**Excerpt:**
◆ ◆ ◆ ◆

Both leaders believe the new partnership will help lead to more complex pediatric care in South Florida for cardiovascular disease and other conditions.
The FIU-Nicklaus agreement is similar to the one FIU’s medical school made last year with Baptist Health, South Florida’s largest not-for-profit healthcare system and the university’s future teaching hospital. It’s also similar to the longstanding partnership Jackson Health System, Miami-Dade’s public hospital network, has with the University of Miami Miller School of Medicine. Jackson is the teaching hospital for UHealth.
The deal cements a relationship that has been in place since FIU’s medical school opened more than a decade ago. As part of their third-year requirements, all medical students complete a pediatric clerkship at Nicklaus Children’s Hospital, with about 120 students rotating through the hospital each year, according to the university. Nicklaus also has an ambulatory surgery center on the university’s West Miami-Dade campus that does almost 6,000 surgeries a year.
Expanding medical research
Nicklaus doctors work often with FIU researchers on clinical trials, including one that took blood samples of pediatric cancer patients and blasted their cancerous cells with more than 120 FDA-approved drugs to help figure out which treatment would be most effective to fight their aggressive conditions. The more personalized cancer treatment approach helped a South Florida 8-year-old become cancer free.
For FIU’s relatively young medical school, securing two teaching hospitals is a significant step for the school’s growth and ensuring its students gain the necessary experience needed to care for patients, according to Cendan. It also preps the university to go head-to-head with Jackson and UHealth’s academic health center, although Cendan said Miami has room for two academic health centers dedicated to understanding and treating disease.
“By combining our strengths in education, research and clinical care, we are creating a pipeline of future physicians and groundbreaking discoveries that will transform pediatric care in South Florida and beyond,” FIU’s interim president Jeanette Nuñez said.
The FIU-Nicklaus agreement is set to span for at least 20 years, according to Cendan.
Nicklaus seeks to expand care in Miami
For Nicklaus Children’s, being FIU’s official pediatric teaching hospital helps deepen its footprint in South Florida at a time when health networks are trying to keep up with the region’s growth and are searching for pockets in the community where clusters of people live or are moving to that don’t have nearby medical access.
UHealth, for example, recently opened a medical hub in Doral, one of South Florida’s hottest medical markets. Miami Beach’s Mount Sinai Medical Center is building an ER and hospital complex in Westchester. And HCA Florida Healthcare has opened more than a dozen emergency rooms in the region.

◆ ◆ ◆ ◆

**Supplied entries:**
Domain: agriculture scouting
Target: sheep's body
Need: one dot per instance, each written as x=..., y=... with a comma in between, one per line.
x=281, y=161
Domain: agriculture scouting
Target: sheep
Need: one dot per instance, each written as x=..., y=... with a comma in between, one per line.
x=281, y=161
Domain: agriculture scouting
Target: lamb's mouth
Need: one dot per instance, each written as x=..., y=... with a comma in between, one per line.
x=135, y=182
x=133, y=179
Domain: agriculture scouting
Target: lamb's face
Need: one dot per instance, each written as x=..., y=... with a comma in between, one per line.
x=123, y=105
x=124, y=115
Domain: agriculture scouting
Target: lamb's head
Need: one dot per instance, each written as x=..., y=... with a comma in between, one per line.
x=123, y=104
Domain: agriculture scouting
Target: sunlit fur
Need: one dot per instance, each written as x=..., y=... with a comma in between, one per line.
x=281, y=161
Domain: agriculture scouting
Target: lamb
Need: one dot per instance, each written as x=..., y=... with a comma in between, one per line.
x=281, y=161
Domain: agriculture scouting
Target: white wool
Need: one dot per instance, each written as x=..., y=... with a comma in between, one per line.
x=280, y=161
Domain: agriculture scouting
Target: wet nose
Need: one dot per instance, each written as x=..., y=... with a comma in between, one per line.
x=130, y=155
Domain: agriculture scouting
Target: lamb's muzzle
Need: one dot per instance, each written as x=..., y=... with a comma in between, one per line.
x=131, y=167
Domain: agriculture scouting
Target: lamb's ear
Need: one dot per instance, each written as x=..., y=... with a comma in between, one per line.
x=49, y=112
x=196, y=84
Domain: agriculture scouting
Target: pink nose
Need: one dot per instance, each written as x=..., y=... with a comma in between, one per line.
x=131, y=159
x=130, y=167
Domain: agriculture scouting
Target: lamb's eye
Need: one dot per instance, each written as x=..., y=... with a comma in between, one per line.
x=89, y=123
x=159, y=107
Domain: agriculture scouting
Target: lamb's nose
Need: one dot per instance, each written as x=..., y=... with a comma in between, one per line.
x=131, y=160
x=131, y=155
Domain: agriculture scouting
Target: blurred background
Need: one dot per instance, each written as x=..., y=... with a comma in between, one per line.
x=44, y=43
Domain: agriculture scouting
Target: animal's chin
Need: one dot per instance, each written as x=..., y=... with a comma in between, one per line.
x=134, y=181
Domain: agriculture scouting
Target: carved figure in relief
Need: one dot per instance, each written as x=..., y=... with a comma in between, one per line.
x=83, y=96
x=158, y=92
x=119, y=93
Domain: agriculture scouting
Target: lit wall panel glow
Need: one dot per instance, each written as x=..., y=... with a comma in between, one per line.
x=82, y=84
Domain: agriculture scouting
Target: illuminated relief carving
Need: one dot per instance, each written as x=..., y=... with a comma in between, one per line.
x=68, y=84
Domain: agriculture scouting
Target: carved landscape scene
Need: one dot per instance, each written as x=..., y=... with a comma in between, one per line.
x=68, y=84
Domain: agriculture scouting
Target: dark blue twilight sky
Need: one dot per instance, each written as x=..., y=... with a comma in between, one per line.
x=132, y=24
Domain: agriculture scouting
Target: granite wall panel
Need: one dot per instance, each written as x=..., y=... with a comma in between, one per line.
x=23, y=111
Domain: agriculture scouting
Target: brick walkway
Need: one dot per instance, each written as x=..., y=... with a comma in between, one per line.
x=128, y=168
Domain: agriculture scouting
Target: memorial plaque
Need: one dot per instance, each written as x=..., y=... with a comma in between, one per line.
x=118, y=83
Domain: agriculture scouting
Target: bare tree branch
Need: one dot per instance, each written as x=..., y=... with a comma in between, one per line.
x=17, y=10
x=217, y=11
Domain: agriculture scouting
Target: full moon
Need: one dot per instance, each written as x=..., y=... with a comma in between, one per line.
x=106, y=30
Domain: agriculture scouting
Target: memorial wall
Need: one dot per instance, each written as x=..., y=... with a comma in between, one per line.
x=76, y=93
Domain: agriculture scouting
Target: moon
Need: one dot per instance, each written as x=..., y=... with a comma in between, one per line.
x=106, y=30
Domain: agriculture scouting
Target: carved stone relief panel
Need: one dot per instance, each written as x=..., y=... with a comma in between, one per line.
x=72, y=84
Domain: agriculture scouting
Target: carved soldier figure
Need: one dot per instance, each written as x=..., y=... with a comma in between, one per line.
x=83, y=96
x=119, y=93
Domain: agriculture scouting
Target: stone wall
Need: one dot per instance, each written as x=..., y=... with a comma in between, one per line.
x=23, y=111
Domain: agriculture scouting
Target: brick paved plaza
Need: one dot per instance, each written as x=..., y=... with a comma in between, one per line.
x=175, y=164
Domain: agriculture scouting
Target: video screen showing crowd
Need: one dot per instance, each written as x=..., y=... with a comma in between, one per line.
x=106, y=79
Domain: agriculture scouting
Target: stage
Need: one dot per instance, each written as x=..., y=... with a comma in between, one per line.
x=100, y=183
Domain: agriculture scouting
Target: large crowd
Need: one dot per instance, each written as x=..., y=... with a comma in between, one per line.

◆ ◆ ◆ ◆

**What you need to do:** Reproduce word for word the stretch of the FIU-Nicklaus excerpt from "The FIU-Nicklaus agreement is set" through "nearby medical access.".

**Written answer:**
The FIU-Nicklaus agreement is set to span for at least 20 years, according to Cendan.
Nicklaus seeks to expand care in Miami
For Nicklaus Children’s, being FIU’s official pediatric teaching hospital helps deepen its footprint in South Florida at a time when health networks are trying to keep up with the region’s growth and are searching for pockets in the community where clusters of people live or are moving to that don’t have nearby medical access.